Dans cette guerre psychologique qui ne dit pas son nom, les rôles sont inversés. La victime devient bourreau et le bourreau victime.
Les raids de l’aviation israélienne qui ont ciblé plusieurs sites de la résistance palestinienne à Gaza, tuant au passage, Ahmed Jaabari, le chef des opérations militaires de la branche armée du Hamas, constituent-ils le prélude à une nouvelle guerre d’agression après l’échec de la guerre précédente de décembre 2008-janvier 2009 ? Deux éléments permettent de redouter sérieusement cette éventualité si les initiatives de bonne volonté visant à arrêter cette escalade n’arrivent pas à atteindre leur objectif.
D’une part, l’ordre de mobilisation de 75 000 réservistes de l’armée israélienne laisse penser que le gouvernement israélien pense sérieusement à une offensive terrestre. D’autre part, les réactions complaisantes de l’Amérique et de l’Europe constituent paradoxalement un encouragement à cette sale guerre au moment même où les dirigeants de ces puissances, qui ne ratent aucune occasion pour rappeler leur intérêt pour l’instauration d’une paix durable dans cette région, déclarent agir en vue d’éviter une escalade dangereuse.
Pour les centaines de milliers de Gazaouis qui n’ont jamais connu depuis leur naissance autre chose que la misère de l’occupation, le blocus et la guerre, cette agression israélienne n’est pas une surprise. Reste à comprendre les ressorts et les objectifs avoués et cachés de cette nouvelle guerre contre le peuple palestinien. Aux bombardements de l’aviation et de l’artillerie israéliennes, le peuple palestinien doit aussi faire face à la guerre psychologique dans laquelle excellent les appareils médiatiques à la solde de la Finance internationale et qui n’ont jamais caché leur soutien inconditionnel à Israël dans les moments critiques.

• • •

**Consigne:** Traduisez en anglais cette phrase du passage sur Gaza : « La victime devient bourreau et le bourreau victime. »

[Enregistrements d'identification des positions]
• • •

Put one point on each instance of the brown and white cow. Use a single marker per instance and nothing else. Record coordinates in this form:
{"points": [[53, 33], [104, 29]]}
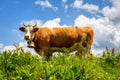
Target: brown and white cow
{"points": [[43, 39]]}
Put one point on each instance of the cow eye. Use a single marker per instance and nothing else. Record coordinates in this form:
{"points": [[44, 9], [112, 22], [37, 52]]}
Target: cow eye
{"points": [[31, 31]]}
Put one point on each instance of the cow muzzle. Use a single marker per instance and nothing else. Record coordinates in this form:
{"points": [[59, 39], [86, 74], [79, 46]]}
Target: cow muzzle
{"points": [[26, 37]]}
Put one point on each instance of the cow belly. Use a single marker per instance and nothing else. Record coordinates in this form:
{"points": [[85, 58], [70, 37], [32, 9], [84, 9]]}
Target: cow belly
{"points": [[63, 43]]}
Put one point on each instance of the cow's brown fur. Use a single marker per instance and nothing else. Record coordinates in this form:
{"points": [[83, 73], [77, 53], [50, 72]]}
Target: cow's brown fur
{"points": [[46, 38]]}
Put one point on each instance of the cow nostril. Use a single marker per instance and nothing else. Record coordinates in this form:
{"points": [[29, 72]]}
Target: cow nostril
{"points": [[26, 37]]}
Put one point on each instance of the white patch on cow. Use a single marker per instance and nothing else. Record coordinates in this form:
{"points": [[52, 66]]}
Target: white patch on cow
{"points": [[29, 31]]}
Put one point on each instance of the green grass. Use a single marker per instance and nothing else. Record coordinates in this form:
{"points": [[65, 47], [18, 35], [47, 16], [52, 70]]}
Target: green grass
{"points": [[20, 65]]}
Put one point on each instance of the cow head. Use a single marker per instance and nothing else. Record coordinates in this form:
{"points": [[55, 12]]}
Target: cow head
{"points": [[29, 31]]}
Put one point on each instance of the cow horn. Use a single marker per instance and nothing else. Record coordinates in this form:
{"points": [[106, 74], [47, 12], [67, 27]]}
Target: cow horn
{"points": [[24, 25]]}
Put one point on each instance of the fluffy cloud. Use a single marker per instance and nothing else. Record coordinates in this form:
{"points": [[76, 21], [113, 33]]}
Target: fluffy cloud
{"points": [[64, 1], [77, 4], [88, 7], [46, 4], [113, 12], [52, 23], [1, 46], [32, 22]]}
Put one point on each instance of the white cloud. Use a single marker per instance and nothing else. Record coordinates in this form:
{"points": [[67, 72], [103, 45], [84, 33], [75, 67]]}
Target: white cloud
{"points": [[66, 7], [52, 23], [45, 4], [32, 22], [113, 12], [77, 4], [88, 7], [64, 1]]}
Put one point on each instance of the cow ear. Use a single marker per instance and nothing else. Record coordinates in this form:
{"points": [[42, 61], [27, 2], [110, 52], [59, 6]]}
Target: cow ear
{"points": [[35, 29], [22, 29]]}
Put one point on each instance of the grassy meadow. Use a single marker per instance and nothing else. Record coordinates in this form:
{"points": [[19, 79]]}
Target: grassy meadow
{"points": [[20, 65]]}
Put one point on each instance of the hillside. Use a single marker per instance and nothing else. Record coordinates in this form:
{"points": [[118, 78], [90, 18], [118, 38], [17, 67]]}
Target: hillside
{"points": [[20, 65]]}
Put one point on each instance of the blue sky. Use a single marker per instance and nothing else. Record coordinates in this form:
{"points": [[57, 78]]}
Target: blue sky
{"points": [[100, 14]]}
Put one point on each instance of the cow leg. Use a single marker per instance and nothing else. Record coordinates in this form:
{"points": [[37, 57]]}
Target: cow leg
{"points": [[83, 48], [46, 53]]}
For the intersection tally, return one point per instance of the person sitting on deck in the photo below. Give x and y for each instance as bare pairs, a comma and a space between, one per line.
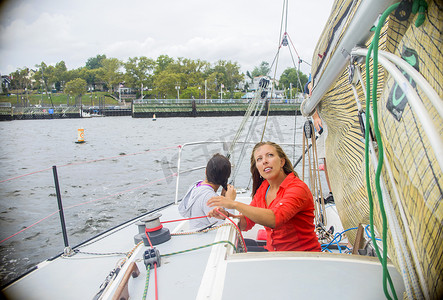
193, 204
281, 202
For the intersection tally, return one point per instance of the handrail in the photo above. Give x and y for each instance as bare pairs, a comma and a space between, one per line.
415, 103
357, 33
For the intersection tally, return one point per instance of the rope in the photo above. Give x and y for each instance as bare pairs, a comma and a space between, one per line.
374, 48
145, 291
201, 247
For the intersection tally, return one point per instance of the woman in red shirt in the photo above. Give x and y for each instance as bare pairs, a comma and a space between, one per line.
281, 202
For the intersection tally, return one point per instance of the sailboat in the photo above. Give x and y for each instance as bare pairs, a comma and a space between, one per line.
178, 263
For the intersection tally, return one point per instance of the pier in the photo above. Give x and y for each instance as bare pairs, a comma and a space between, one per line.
147, 108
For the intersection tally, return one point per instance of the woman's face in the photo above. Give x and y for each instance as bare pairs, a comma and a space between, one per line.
267, 161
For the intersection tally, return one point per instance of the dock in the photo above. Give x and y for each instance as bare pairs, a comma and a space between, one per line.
146, 109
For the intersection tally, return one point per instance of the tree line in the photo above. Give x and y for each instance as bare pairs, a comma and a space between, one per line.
164, 77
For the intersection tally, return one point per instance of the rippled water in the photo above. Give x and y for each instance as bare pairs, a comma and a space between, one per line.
125, 168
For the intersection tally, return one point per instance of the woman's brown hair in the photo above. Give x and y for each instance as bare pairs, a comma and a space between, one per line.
256, 178
218, 170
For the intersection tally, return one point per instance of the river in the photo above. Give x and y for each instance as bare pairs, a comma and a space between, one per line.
125, 168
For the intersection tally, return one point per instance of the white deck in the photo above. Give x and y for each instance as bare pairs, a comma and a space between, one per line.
209, 273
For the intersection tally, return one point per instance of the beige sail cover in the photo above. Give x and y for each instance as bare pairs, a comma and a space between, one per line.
417, 175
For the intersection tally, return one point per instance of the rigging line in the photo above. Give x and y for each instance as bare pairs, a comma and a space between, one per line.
85, 162
270, 98
72, 206
281, 23
297, 71
286, 21
253, 125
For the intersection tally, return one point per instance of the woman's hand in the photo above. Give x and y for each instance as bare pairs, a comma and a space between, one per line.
217, 213
231, 192
221, 201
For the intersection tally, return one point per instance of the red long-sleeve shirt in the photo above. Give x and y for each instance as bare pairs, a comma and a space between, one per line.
294, 216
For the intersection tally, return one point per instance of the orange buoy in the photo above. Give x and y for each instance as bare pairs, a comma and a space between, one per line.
80, 136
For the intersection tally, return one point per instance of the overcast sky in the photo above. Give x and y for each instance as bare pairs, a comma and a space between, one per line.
246, 32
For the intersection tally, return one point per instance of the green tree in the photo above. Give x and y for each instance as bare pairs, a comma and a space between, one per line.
60, 75
289, 76
162, 63
262, 70
139, 71
111, 72
45, 75
95, 62
20, 79
228, 74
76, 87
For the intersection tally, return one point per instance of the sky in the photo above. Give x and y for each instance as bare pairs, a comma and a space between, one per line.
246, 32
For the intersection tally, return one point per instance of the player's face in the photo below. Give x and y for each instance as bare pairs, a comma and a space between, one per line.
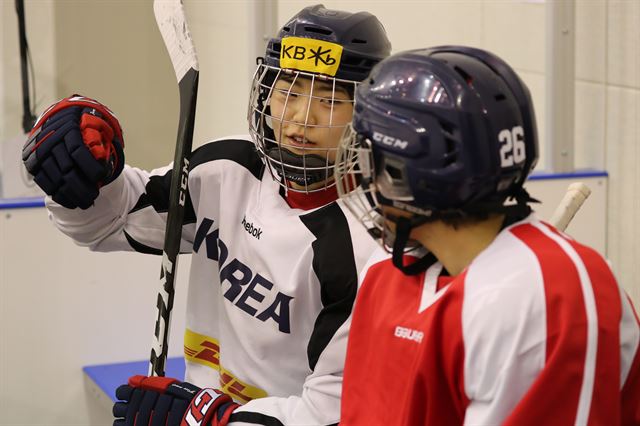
309, 117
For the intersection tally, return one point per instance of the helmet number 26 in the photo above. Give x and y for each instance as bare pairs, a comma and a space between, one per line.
512, 150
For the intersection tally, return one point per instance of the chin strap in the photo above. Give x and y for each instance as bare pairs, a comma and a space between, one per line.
301, 169
403, 229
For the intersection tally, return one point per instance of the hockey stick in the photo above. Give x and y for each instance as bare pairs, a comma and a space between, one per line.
576, 194
172, 23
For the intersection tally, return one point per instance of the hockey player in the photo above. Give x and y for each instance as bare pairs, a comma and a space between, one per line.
481, 314
274, 255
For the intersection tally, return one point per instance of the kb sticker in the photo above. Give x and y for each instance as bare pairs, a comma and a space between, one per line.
312, 55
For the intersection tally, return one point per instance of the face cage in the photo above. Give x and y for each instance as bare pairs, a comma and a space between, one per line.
354, 176
309, 164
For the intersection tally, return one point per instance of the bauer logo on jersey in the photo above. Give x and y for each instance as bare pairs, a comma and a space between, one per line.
312, 55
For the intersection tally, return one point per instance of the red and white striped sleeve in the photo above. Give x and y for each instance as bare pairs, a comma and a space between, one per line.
549, 338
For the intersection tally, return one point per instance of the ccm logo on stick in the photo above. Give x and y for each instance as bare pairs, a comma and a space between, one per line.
389, 140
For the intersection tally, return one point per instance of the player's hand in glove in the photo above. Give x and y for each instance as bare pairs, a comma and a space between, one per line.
75, 148
162, 401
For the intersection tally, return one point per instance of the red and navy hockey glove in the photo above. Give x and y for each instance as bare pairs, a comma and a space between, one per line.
162, 401
74, 148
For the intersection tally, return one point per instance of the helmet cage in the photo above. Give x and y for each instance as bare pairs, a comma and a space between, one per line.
364, 191
299, 162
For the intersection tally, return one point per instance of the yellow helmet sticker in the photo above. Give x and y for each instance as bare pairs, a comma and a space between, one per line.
308, 54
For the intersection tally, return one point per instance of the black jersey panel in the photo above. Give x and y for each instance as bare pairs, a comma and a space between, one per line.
254, 418
156, 195
240, 151
335, 267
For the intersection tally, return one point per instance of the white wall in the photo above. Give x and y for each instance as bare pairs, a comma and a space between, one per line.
607, 91
62, 308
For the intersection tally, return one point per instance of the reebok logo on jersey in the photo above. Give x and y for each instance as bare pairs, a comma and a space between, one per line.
253, 231
409, 334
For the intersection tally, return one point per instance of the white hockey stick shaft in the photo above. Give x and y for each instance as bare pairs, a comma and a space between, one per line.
172, 23
576, 194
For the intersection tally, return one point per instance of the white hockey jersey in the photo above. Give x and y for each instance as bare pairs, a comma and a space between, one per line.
271, 286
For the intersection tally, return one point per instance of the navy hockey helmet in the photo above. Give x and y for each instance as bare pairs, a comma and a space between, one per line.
332, 51
443, 131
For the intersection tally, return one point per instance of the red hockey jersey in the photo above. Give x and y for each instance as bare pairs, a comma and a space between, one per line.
535, 331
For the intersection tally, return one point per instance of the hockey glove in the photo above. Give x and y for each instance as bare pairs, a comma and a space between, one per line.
162, 401
75, 148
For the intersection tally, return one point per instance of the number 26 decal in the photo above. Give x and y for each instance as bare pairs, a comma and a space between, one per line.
513, 149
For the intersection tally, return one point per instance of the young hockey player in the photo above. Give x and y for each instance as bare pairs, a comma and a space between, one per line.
481, 314
274, 256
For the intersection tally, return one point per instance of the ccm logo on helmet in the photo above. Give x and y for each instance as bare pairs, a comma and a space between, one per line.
389, 140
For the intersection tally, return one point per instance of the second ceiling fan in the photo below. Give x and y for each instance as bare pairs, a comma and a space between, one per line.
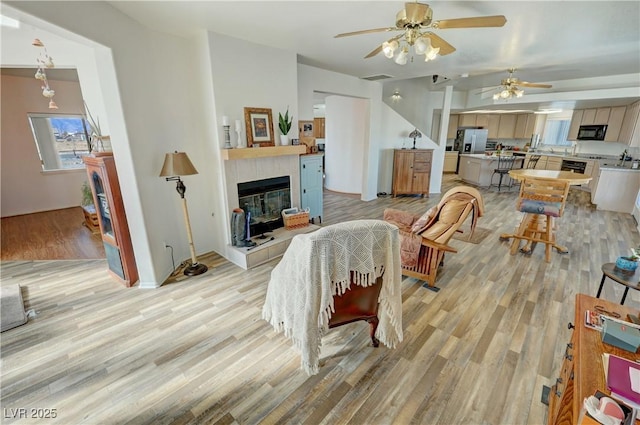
415, 21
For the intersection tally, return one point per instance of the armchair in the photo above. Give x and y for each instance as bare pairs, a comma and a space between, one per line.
424, 239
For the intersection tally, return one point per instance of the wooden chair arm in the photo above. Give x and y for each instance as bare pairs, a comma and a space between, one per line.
433, 244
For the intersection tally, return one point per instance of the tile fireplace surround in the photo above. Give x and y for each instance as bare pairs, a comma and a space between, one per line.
248, 164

• • •

**Résultat de la consigne:** The victim becomes the executioner and the executioner the victim.